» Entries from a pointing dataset
——————————

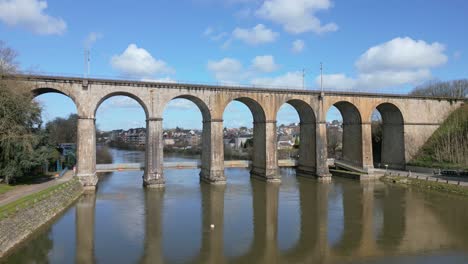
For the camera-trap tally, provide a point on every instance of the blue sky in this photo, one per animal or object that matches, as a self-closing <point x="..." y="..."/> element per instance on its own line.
<point x="381" y="46"/>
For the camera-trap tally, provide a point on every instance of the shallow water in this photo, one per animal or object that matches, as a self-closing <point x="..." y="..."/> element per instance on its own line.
<point x="299" y="221"/>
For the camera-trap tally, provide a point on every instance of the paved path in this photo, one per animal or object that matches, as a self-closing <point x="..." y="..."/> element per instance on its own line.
<point x="462" y="181"/>
<point x="25" y="190"/>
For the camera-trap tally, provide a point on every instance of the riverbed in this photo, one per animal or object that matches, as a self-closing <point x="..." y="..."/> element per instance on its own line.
<point x="249" y="221"/>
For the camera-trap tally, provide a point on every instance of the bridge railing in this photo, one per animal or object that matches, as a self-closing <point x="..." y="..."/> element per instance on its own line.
<point x="381" y="91"/>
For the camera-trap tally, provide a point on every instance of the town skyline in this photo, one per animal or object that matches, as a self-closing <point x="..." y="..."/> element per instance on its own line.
<point x="257" y="43"/>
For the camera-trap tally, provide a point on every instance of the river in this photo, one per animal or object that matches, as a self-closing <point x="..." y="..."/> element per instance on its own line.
<point x="248" y="221"/>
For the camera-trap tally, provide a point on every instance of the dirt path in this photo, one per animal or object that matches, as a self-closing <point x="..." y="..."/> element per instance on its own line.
<point x="25" y="190"/>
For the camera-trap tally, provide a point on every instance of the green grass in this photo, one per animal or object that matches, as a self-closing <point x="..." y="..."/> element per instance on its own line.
<point x="30" y="200"/>
<point x="5" y="188"/>
<point x="427" y="185"/>
<point x="429" y="163"/>
<point x="347" y="172"/>
<point x="448" y="145"/>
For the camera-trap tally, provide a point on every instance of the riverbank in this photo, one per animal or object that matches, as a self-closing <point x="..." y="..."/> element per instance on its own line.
<point x="20" y="218"/>
<point x="427" y="183"/>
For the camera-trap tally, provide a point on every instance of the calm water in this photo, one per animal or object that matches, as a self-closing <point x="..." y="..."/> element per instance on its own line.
<point x="299" y="221"/>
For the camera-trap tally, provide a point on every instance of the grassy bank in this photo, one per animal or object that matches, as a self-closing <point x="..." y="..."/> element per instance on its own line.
<point x="30" y="200"/>
<point x="448" y="146"/>
<point x="426" y="185"/>
<point x="5" y="188"/>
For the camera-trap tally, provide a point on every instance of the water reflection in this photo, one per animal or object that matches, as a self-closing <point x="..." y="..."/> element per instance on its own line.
<point x="369" y="222"/>
<point x="85" y="209"/>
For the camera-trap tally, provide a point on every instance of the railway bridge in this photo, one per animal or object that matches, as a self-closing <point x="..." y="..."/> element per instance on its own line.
<point x="408" y="121"/>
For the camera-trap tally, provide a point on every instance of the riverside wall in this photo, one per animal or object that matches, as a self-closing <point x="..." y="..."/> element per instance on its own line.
<point x="17" y="226"/>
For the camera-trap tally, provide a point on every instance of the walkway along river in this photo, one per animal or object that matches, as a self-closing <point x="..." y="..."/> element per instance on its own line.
<point x="249" y="221"/>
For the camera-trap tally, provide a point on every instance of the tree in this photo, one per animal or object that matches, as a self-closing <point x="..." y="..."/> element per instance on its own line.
<point x="21" y="145"/>
<point x="455" y="88"/>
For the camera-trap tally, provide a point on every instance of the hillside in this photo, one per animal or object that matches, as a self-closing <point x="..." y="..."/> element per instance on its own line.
<point x="448" y="146"/>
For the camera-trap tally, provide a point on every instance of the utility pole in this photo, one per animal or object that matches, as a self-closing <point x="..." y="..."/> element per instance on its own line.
<point x="303" y="78"/>
<point x="321" y="77"/>
<point x="86" y="63"/>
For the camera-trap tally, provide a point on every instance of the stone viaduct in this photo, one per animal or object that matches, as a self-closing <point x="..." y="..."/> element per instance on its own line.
<point x="408" y="122"/>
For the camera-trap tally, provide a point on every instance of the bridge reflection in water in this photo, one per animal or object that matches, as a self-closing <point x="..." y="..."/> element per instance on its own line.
<point x="378" y="221"/>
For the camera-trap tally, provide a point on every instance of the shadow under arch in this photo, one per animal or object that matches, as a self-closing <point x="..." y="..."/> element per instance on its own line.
<point x="126" y="94"/>
<point x="205" y="111"/>
<point x="46" y="90"/>
<point x="206" y="139"/>
<point x="392" y="152"/>
<point x="307" y="148"/>
<point x="352" y="133"/>
<point x="263" y="161"/>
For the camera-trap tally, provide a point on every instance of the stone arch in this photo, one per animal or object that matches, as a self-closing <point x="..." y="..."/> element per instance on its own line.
<point x="37" y="91"/>
<point x="307" y="146"/>
<point x="392" y="151"/>
<point x="139" y="100"/>
<point x="264" y="161"/>
<point x="255" y="107"/>
<point x="207" y="150"/>
<point x="205" y="111"/>
<point x="352" y="133"/>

——————————

» Task
Copy all of the data above word for word, with every line in its original order. Omit the pictures from your copy.

» Answer to this problem
For the camera-trap tally, provide a point on every instance of the blue sky in this photo, one per animal or object that matches, as a self-closing <point x="..." y="..."/> element per instance on its own line.
<point x="381" y="46"/>
For the camera-trap tally, provide a point on every instance of the shallow water in this photo, one per animal or object that matches, as a self-closing <point x="..." y="..."/> element per instance on its own line.
<point x="299" y="221"/>
For the camera-trap tally, provide a point on every instance of the paved path in this photo, one per animal or object that matches, as a self-closing <point x="..." y="..."/> element per instance on its own line.
<point x="462" y="181"/>
<point x="25" y="190"/>
For the camera-trap tally, provide a point on every instance of the riverbed in this photo, one per animal or object that matches, as a self-closing <point x="..." y="..."/> element per instance on its own line.
<point x="249" y="221"/>
For the camera-trap tally, provide a point on every instance of the bridge railing in this photo, one per animal or object that matches, as a self-closing <point x="..." y="..."/> element per instance on its own line.
<point x="381" y="91"/>
For the camera-trap tally, provide a point on every instance of the town skyline in this photo, one per animal or object that matches, as a self-closing <point x="..." y="..."/> element per instance on its own line.
<point x="257" y="43"/>
For the camera-trap tally, provide a point on every instance of the river in this photo, one per animal or object that matches, as a self-closing <point x="..." y="..."/> element per instance on its own line.
<point x="248" y="221"/>
For the camera-trap tally, provide a point on every instance of the dirt path in this photo, one per animal or object that matches, as a self-closing <point x="..." y="..."/> element per instance on its own line.
<point x="25" y="190"/>
For the camera-trap tally, provide a point on every instance of the green grass in this photo, one per animal or object that matches, as a self-closing <point x="..." y="..."/> element per instance on its own line.
<point x="30" y="200"/>
<point x="5" y="188"/>
<point x="427" y="185"/>
<point x="429" y="163"/>
<point x="347" y="172"/>
<point x="448" y="145"/>
For the camera-trap tally, provide a point on every instance of the riverbank in this photo, one per animal or object that matches, as a self-closing <point x="..." y="..."/> element per instance on its own line.
<point x="20" y="218"/>
<point x="427" y="183"/>
For the camera-trap tally, provide a point on every instance of the calm water in this photo, one per animal or object that matches, as a self-closing <point x="..." y="..."/> element per instance on its own line.
<point x="299" y="221"/>
For the camera-trap tally, provide a point on every instance of the grassy bank in this photo, one per animal or object that matches, as a self-closing <point x="..." y="..."/> element per instance on its own line.
<point x="30" y="200"/>
<point x="448" y="146"/>
<point x="426" y="185"/>
<point x="5" y="188"/>
For the camera-trap tally, provide a point on every instance of the water reflection in this photo, one per animal or object that matches, as a self-closing <point x="..." y="..."/> element per instance on its own line.
<point x="369" y="222"/>
<point x="85" y="209"/>
For the camera-trap tally, provide a point on every instance of the railway bridge in this photo, one per animal or object that matches, as a self-closing <point x="..." y="..."/> element per instance on its own line.
<point x="408" y="121"/>
For the camera-trap tally, provide a point on every instance of the riverside wall in this photo, one per animal or object that matches, as a self-closing <point x="..." y="..."/> element per instance on its own line.
<point x="17" y="226"/>
For the camera-trap tally, provide a point on every instance of the walkway along river in this photo, one per animal or object that matches, as a self-closing <point x="..." y="..."/> element per instance on its own line.
<point x="249" y="221"/>
For the camera-trap tally, provide a point on every instance of the tree in this photo, one per animal or object that matches, as a self-closing <point x="..." y="..."/> element per instance on its own line.
<point x="21" y="145"/>
<point x="455" y="88"/>
For the camera-trap tally, provide a point on every instance of the hillside in this photo, one per animal or object that matches, as a self-closing <point x="..." y="..."/> element per instance on its own line.
<point x="448" y="146"/>
For the camera-trap tally, provide a point on every instance of the utility pole in this photo, one per animal or object that matches, as a self-closing <point x="..." y="..."/> element per instance on its own line.
<point x="303" y="78"/>
<point x="321" y="77"/>
<point x="86" y="63"/>
For the camera-trap tally, provide a point on every instance of the stone viaduct in this photo, one per animal or object that matches, as a self-closing <point x="..." y="..."/> element per instance on its own line.
<point x="408" y="122"/>
For the camera-trap tally, provide a point on every instance of the bridge reflection in water in this photo, one per animal or object that matches, as a self-closing <point x="..." y="..."/> element per instance on its own line.
<point x="378" y="221"/>
For the camera-trap tally, provide a point on every instance of the shadow under arch in this photo, one per animal or object that matches, as a self-closing <point x="..." y="..."/> element per instance on its own line.
<point x="126" y="94"/>
<point x="205" y="111"/>
<point x="46" y="90"/>
<point x="206" y="139"/>
<point x="392" y="152"/>
<point x="307" y="148"/>
<point x="352" y="133"/>
<point x="263" y="161"/>
For the camera-trap tally, provide a point on every instance of the stone arch in this photo, one per animal or object that matches, as a self-closing <point x="..." y="..."/> element per instance on its own line.
<point x="37" y="91"/>
<point x="307" y="146"/>
<point x="392" y="151"/>
<point x="139" y="100"/>
<point x="264" y="161"/>
<point x="255" y="107"/>
<point x="207" y="150"/>
<point x="205" y="111"/>
<point x="352" y="133"/>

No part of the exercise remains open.